The distant butterflies transformed

bright leaves drifting back

loosely settling

in her lap.


It’s been a while!

October 11, 2009

BW Abstract

My life has been experiencing some glitches and internal rewiring due to some very positive changes. I am now one month into my new position as a coop preschool teacher of the paperwork free variety. I document by photos and conversations, and I am in charge of the program, but not the administration. All I have to do is develop relationships with children and parents and provide a safe stimulating environment that responds to their needs as individuals and encourages social interactions. I am very good at these things. Parents who put their children in this program are aware of our policy of child centered, play oriented learning so I don’t have to sell them on my philosophy and style. And best of all I do not have to do social service work and spend half of my time writing down what happens every day. We just do things. Mostly I inspire, observe, set limits and provide caring and conversations.

Now that I have transitioned into my new schedule and dealt with all of the feelings that come with the change of community. I did not move, but I left some friends and comrades in arms at my Head Start job and some families that I had grown close to. Whenever I make these transitions I go through a period in which my priorities fly up in the air, and I am not very good at juggling. I tend to be a one task at a time person. So writing remained up in the air for a while. Now I am feeling the rhythm and have started to catch all of my flying priorities. I even wrote a poem though I am not sure why it has such a strangely fatalistic tone. I am feeling very positive about most of my life even though things get a little overwhelming at times. But hey when a poem comes in from wherever they come from, I just write whatever comes through.

• [Recorded data]
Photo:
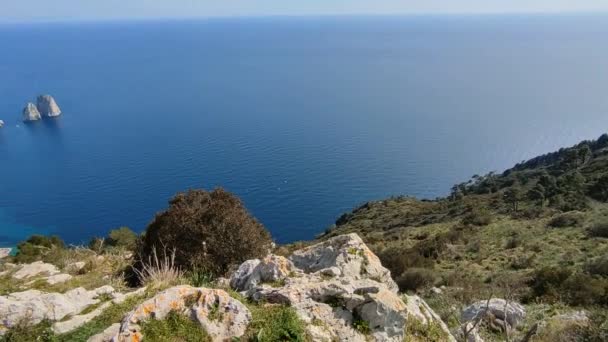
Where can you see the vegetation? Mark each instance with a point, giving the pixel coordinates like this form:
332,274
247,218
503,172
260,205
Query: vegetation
221,233
542,224
174,328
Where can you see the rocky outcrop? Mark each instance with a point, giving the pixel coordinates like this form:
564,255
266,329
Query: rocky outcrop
36,306
31,113
220,315
4,252
498,313
47,106
336,287
34,269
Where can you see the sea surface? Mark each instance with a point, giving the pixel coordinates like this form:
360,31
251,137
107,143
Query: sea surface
303,118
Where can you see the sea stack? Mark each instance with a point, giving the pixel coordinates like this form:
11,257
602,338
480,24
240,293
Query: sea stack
47,106
31,113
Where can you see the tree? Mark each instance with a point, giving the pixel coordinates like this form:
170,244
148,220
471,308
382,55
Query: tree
212,231
513,195
537,194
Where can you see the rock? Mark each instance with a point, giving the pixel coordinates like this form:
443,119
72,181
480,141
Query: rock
496,308
271,269
220,315
332,286
75,266
347,253
47,106
37,306
34,269
58,278
31,113
4,252
106,335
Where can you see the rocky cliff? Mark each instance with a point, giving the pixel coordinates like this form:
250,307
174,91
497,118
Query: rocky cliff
47,106
31,113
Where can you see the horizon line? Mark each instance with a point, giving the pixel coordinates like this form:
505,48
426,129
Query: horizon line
287,16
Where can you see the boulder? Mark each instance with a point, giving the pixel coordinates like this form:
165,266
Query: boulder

• [Directions]
1) According to the blog post, how long has the writer been in the new preschool teaching position?
2) Update the blog post's passage starting at "Now that I have" and ending at "whatever comes through.", with "comrades in arms" replaced by "colleagues".

• [Results for the exercise]
1) One month.

2)
Now that I have transitioned into my new schedule and dealt with all of the feelings that come with the change of community. I did not move, but I left some friends and colleagues at my Head Start job and some families that I had grown close to. Whenever I make these transitions I go through a period in which my priorities fly up in the air, and I am not very good at juggling. I tend to be a one task at a time person. So writing remained up in the air for a while. Now I am feeling the rhythm and have started to catch all of my flying priorities. I even wrote a poem though I am not sure why it has such a strangely fatalistic tone. I am feeling very positive about most of my life even though things get a little overwhelming at times. But hey when a poem comes in from wherever they come from, I just write whatever comes through.